▸ Work to complete
Shift the coordinates in the listing's answers by adding 115 to each number, and give those lines again with their requests. Begin at the line that has "the b railway" and stop after the line that has "(586, 1022)".

▸ Listed entries

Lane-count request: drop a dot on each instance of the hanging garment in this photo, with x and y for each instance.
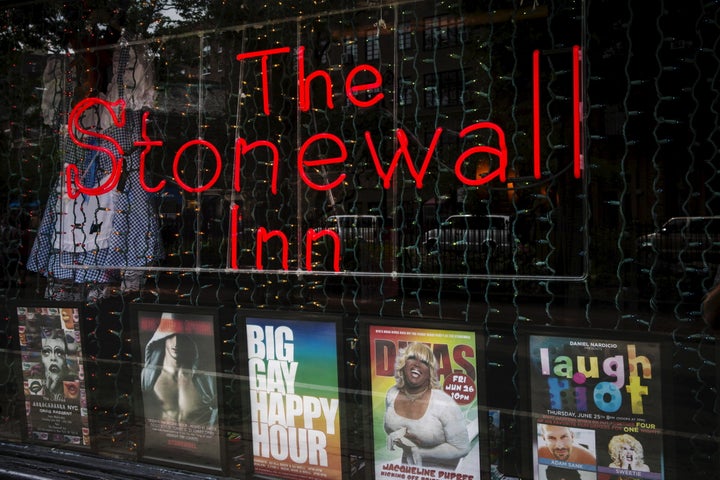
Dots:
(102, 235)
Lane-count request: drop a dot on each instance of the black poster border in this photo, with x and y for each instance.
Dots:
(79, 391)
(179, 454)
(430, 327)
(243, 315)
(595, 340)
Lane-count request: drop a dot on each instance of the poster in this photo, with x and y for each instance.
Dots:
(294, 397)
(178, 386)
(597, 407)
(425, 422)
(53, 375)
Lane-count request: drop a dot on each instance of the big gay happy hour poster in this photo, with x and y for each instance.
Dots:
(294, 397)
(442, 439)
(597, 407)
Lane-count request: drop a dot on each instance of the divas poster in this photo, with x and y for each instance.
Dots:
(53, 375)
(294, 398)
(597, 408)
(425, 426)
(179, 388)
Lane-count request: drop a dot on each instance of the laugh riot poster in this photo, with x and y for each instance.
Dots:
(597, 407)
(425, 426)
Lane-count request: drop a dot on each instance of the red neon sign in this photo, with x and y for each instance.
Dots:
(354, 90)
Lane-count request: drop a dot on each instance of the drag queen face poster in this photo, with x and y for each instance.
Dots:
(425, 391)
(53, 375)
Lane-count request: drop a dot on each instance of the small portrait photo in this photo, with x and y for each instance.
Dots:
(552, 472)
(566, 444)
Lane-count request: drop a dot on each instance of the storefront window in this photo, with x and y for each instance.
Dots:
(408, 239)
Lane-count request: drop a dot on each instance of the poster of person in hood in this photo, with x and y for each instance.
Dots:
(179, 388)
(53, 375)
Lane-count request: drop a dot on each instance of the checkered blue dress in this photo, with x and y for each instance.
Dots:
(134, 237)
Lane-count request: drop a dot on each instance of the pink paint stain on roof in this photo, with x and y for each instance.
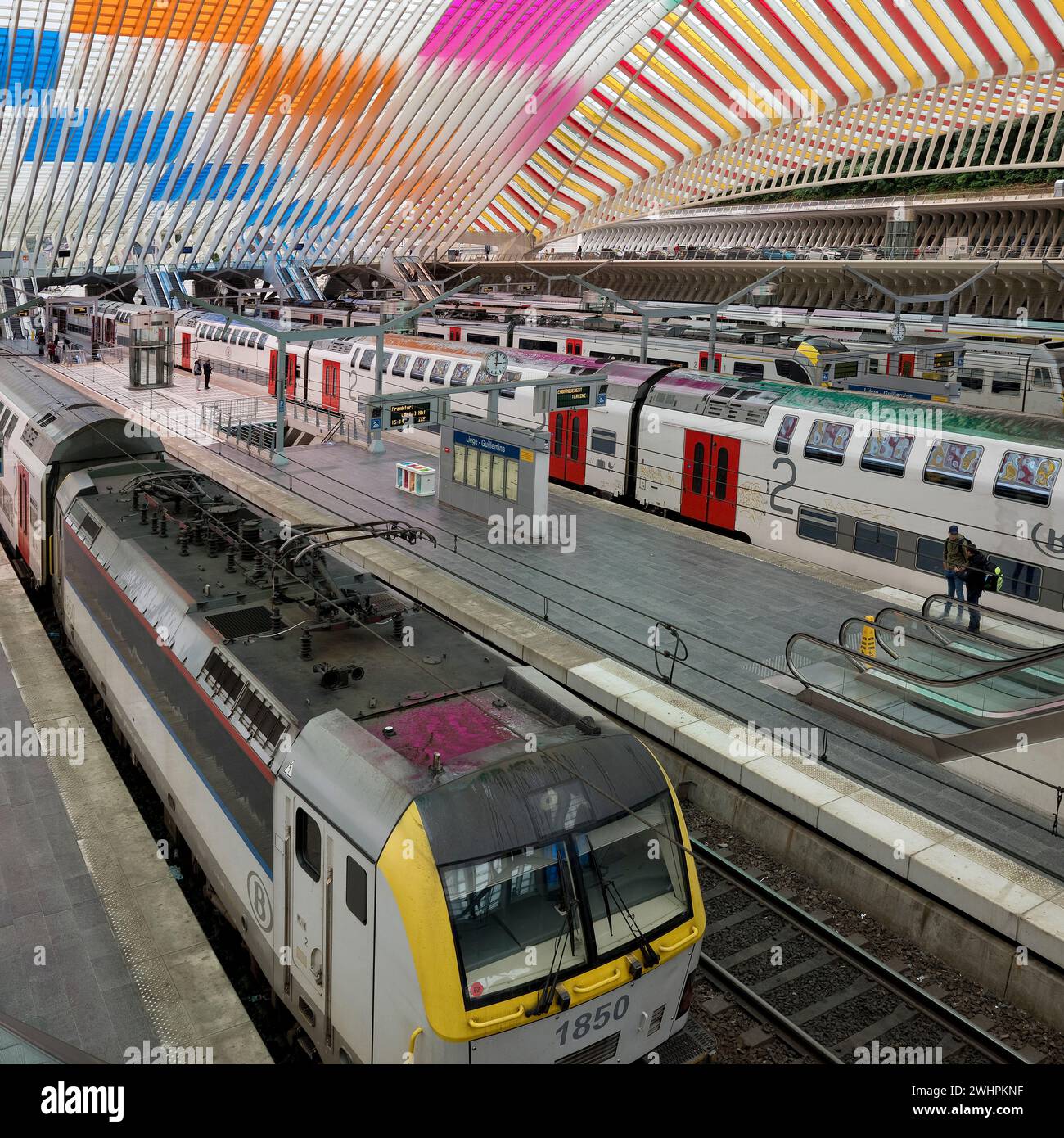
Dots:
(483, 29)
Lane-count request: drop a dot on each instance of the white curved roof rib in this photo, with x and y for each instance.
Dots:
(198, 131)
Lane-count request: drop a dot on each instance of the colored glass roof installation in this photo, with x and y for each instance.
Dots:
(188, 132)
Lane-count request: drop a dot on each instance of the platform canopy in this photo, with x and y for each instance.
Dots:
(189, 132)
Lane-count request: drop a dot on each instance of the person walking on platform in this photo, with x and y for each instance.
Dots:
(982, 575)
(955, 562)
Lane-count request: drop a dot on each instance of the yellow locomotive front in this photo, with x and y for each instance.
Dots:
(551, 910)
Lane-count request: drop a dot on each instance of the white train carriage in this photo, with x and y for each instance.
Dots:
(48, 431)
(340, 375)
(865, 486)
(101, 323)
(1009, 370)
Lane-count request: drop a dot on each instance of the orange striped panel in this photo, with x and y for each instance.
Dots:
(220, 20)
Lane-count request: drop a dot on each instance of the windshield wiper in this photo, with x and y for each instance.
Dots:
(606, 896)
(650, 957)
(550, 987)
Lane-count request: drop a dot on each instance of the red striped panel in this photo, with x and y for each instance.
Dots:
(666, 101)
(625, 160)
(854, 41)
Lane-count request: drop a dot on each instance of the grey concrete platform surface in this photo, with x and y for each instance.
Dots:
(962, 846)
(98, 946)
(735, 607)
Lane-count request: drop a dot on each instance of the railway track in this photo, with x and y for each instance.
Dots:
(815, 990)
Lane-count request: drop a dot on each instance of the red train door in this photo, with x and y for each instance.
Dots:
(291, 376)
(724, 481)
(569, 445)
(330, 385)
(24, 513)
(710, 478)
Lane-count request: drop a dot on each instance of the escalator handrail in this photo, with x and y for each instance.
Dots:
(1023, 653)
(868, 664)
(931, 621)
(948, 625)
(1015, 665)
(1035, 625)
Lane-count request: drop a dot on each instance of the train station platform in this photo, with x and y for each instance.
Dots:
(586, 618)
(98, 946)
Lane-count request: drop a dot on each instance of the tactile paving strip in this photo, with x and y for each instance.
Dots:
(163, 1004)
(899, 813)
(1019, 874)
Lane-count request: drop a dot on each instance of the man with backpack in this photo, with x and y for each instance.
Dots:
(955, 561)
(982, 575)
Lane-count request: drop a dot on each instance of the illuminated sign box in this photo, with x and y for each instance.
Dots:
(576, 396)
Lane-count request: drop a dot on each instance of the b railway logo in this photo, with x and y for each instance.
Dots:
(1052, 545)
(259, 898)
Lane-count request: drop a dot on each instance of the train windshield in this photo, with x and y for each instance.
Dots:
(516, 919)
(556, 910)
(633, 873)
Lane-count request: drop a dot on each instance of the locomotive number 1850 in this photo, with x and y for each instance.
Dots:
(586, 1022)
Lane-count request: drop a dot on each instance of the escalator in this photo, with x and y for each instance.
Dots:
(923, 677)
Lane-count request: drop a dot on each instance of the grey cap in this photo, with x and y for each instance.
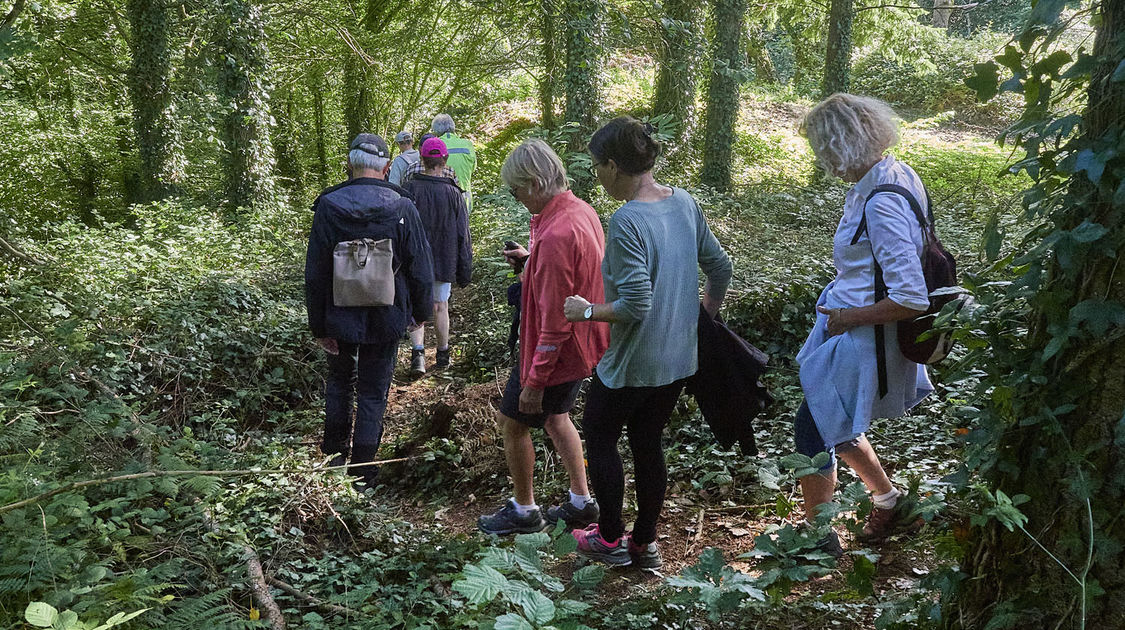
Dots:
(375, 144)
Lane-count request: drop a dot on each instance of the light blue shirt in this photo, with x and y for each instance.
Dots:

▸ Task answer
Lane-count request: drop a dot on each instance of the b railway logo in this photo, with x and y for each instance.
Dots:
(1167, 660)
(374, 1013)
Lane-count request: drop a dot on each instance of the train windshield in this photo, with x and y for each instance.
Dots:
(631, 1034)
(671, 1025)
(748, 988)
Lane-count request: drop a dot on each instance of the locomotive number 1850 in this photo, with x and y for each instance.
Dots:
(701, 1137)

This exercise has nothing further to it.